Assigned task: Leave the pictures out and print every record below exactly as it stands.
**** Data for processing
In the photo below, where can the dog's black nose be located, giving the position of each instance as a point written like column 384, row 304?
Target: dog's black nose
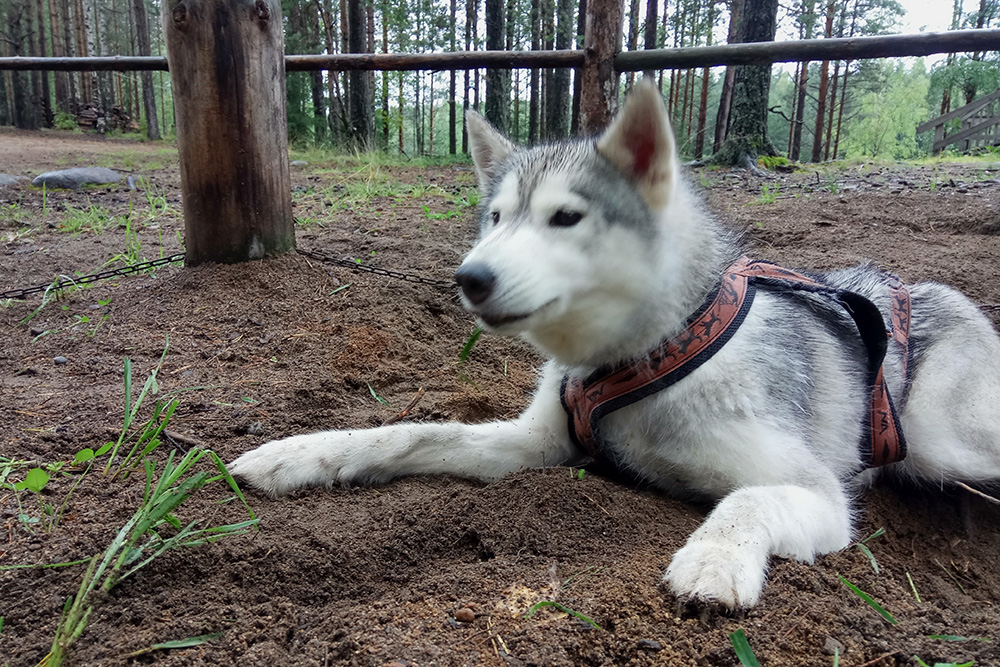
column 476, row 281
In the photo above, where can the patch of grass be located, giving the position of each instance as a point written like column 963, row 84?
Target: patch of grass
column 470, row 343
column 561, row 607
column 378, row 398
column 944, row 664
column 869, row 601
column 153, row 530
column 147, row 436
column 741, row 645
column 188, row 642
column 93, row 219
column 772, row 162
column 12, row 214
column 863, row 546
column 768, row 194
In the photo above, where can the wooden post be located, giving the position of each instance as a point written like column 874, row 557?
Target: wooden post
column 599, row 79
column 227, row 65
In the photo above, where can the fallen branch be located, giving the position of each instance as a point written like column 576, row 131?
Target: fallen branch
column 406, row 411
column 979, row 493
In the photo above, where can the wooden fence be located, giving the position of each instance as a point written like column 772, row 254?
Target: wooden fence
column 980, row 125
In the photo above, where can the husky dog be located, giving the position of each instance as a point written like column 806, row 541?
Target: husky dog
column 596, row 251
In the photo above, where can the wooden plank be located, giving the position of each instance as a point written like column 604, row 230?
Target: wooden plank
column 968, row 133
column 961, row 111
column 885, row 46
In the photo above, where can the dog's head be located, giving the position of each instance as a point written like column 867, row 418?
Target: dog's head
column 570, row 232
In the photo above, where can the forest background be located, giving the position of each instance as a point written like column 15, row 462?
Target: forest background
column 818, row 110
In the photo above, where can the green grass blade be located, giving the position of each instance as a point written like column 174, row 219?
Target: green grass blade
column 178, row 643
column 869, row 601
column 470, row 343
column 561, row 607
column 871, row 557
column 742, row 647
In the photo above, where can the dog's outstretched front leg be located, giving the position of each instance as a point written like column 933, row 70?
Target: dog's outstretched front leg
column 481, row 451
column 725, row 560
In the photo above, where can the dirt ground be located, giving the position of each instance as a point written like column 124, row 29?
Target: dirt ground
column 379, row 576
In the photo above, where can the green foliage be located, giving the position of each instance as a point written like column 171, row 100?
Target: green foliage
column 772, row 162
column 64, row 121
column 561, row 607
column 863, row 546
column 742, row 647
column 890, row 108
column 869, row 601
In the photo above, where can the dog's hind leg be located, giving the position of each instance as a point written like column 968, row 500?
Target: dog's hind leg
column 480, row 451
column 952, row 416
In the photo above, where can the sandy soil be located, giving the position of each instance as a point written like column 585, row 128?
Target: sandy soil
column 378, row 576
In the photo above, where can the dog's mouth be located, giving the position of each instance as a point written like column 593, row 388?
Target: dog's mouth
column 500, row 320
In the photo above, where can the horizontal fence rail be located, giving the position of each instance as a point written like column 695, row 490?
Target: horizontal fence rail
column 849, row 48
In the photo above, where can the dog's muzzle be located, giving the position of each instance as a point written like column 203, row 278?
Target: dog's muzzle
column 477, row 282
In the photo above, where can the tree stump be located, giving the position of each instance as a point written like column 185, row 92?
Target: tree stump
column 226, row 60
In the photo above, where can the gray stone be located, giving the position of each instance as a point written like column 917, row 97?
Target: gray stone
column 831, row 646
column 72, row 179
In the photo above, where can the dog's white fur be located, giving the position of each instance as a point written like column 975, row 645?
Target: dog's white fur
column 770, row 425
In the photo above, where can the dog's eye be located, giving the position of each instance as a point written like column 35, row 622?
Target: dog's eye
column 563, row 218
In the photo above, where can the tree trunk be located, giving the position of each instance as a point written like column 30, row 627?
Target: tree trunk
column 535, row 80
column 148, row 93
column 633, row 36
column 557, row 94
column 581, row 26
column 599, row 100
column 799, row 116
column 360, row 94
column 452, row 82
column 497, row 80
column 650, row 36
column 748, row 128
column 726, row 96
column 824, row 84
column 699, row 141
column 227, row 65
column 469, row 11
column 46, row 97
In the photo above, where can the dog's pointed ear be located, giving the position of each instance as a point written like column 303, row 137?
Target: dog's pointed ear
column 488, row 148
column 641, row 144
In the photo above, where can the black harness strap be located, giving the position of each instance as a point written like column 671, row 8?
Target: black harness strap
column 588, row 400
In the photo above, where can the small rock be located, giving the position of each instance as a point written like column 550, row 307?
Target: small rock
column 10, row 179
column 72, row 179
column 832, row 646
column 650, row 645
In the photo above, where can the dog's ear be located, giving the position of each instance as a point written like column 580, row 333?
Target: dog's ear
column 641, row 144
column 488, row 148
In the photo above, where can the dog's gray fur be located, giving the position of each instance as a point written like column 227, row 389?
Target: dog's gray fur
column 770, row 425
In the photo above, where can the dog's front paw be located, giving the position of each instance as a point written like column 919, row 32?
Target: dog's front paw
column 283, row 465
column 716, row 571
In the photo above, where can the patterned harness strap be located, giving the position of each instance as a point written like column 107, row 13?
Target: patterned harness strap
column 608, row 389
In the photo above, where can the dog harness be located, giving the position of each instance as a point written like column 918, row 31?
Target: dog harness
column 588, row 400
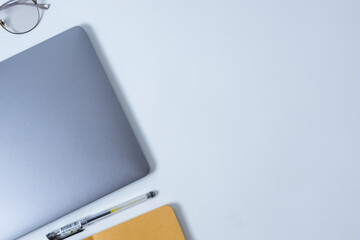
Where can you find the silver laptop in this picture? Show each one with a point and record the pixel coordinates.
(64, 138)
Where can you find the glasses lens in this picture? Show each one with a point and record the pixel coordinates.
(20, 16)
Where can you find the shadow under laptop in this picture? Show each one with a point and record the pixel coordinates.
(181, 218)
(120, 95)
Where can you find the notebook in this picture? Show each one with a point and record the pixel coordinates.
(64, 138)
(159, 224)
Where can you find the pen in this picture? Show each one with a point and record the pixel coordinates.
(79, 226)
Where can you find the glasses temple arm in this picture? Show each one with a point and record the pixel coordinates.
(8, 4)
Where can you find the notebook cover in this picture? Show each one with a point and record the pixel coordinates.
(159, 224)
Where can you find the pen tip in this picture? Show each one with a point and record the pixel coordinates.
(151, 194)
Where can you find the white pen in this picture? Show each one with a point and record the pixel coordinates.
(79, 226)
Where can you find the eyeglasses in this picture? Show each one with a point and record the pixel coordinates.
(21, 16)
********
Task response:
In the photo below, where can the dog's black nose be located, giving the position of each instance as a point written like column 384, row 304?
Target: dog's black nose
column 476, row 281
In the photo above, where can the patch of grass be located, giving the position of each instance as a point written like column 963, row 84?
Target: patch of grass
column 470, row 343
column 561, row 607
column 378, row 398
column 944, row 664
column 869, row 601
column 153, row 530
column 147, row 436
column 741, row 645
column 188, row 642
column 93, row 219
column 772, row 162
column 12, row 214
column 863, row 546
column 768, row 194
In the photo above, where can the wooden post be located, giving the position of each instance as a point written like column 874, row 557?
Target: wooden post
column 599, row 79
column 227, row 65
In the photo above, where can the fallen branch be located, giving the position of each instance as a point written like column 576, row 131?
Target: fallen branch
column 406, row 411
column 979, row 493
In the photo above, where can the wooden fence be located, giving the position of each instance as a point written like column 772, row 254?
Target: wooden fence
column 980, row 125
In the photo above, where can the husky dog be located, giving the position of each instance as a point written like column 806, row 541?
Target: husky dog
column 596, row 251
In the photo above, where can the wooden plank be located, giving the position of each instance as a point written like column 604, row 230?
Target: wooden plank
column 968, row 133
column 961, row 111
column 885, row 46
In the photo above, where can the dog's head be located, giving the position of each instance as a point written like column 867, row 418?
Target: dog's head
column 570, row 232
In the photo above, where can the forest background be located, giving the position of each instance as a point written like column 15, row 462?
Target: forest background
column 818, row 110
In the photo above, where can the green grass blade be located, giving the position of each instance as a point written like column 174, row 219?
Target: green grass blade
column 178, row 643
column 869, row 601
column 470, row 343
column 561, row 607
column 871, row 557
column 742, row 647
In the photo above, where can the dog's outstretched front leg be located, giving the position of each instance as a point written like column 933, row 70?
Target: dog's outstretched front leg
column 481, row 451
column 725, row 560
In the photo above, where can the dirt ground be located, giving the position of each instance as a point written like column 124, row 29?
Target: dirt ground
column 379, row 576
In the photo above, where can the green foliage be located, giving the position of each instance as a point written like column 171, row 100?
Target: green foliage
column 772, row 162
column 64, row 121
column 561, row 607
column 863, row 546
column 742, row 647
column 890, row 108
column 869, row 601
In the photo above, where can the dog's hind leg be located, giving the position of each instance as a point written like column 968, row 500?
Target: dog's hind leg
column 480, row 451
column 952, row 416
In the photo above, where can the sandy soil be located, giving the position of each instance as a point written like column 585, row 128?
Target: sandy soil
column 378, row 576
In the photo above, where can the dog's mouth be located, giving the position of each instance as a point written like column 593, row 388?
Target: dog's mouth
column 500, row 320
In the photo above, where can the horizontal fence rail be located, giving the position of each instance as a point written like column 695, row 490?
Target: horizontal fence rail
column 849, row 48
In the photo above, where can the dog's muzzle be located, giving the position of each instance as a point written like column 203, row 278?
Target: dog's muzzle
column 477, row 282
In the photo above, where can the tree stump be located, giving the position of each instance as a point written like column 185, row 92?
Target: tree stump
column 226, row 60
In the photo above, where can the gray stone be located, giving the position of each instance as a point written like column 917, row 97?
Target: gray stone
column 831, row 646
column 72, row 179
In the photo above, where can the dog's white fur be located, giving the position of each instance as a point written like column 975, row 645?
Target: dog's white fur
column 770, row 425
In the photo above, where can the dog's eye be located, giving the position of each instance as a point written like column 35, row 622?
Target: dog's eye
column 563, row 218
In the photo above, where can the tree trunk be located, giving the position of each instance as a point written like column 30, row 627?
Target: tree trunk
column 535, row 80
column 148, row 93
column 633, row 36
column 557, row 94
column 581, row 26
column 599, row 100
column 799, row 116
column 360, row 94
column 452, row 82
column 497, row 80
column 650, row 36
column 748, row 128
column 726, row 96
column 824, row 84
column 699, row 141
column 227, row 65
column 469, row 11
column 46, row 97
In the photo above, where can the dog's pointed ear be located, giving the position of each instance as a point written like column 303, row 137?
Target: dog's pointed ear
column 488, row 148
column 641, row 144
In the photo above, where can the black harness strap be located, giving the position of each instance as a point written like column 671, row 8?
Target: black harness strap
column 588, row 400
In the photo above, where can the small rock be located, giving the position of each instance as a point written like column 550, row 307?
Target: small rock
column 10, row 179
column 72, row 179
column 832, row 646
column 650, row 645
In the photo above, where can the dog's ear be located, giving the position of each instance as a point written like column 580, row 333?
Target: dog's ear
column 641, row 144
column 488, row 148
In the photo above, where can the dog's gray fur be located, giving the position of each instance as a point written like column 227, row 389?
Target: dog's gray fur
column 770, row 425
In the photo above, where can the dog's front paw be located, giving the position of each instance as a point written like column 919, row 32?
Target: dog's front paw
column 283, row 465
column 716, row 571
In the photo above, where can the patterned harness strap be located, giving the position of each instance as a point written like column 107, row 13?
Target: patterned harness strap
column 608, row 389
In the photo above, where can the dog harness be located, giving the position of each instance as a point written like column 918, row 31?
Target: dog harness
column 588, row 400
Where can you find the silver laptop in this picture? Show each one with a point and record the pixel coordinates.
(64, 138)
Where can you find the glasses lens in this picture? Show each one with a point and record the pixel coordinates.
(20, 16)
Where can you find the shadow under laptop in this picture? Show each one with a point and record the pixel coordinates.
(181, 218)
(120, 95)
Where can you find the notebook in this picture? Show each one with a point and record the pixel coordinates.
(64, 138)
(159, 224)
Where can you find the pen in this picture? Show each one with a point and record the pixel coordinates.
(79, 226)
Where can you find the glasses temple arm in this picture? Show each one with a point and record the pixel coordinates.
(8, 4)
Where can you find the notebook cover in this picture? Show each one with a point and record the pixel coordinates.
(159, 224)
Where can you find the pen tip in this picture? Show each one with a point and record the pixel coordinates.
(151, 194)
Where can you find the white pen in this picture? Show each one with a point and record the pixel coordinates.
(79, 226)
Where can you find the eyeglasses in this picture? Show each one with a point and record the pixel coordinates.
(21, 16)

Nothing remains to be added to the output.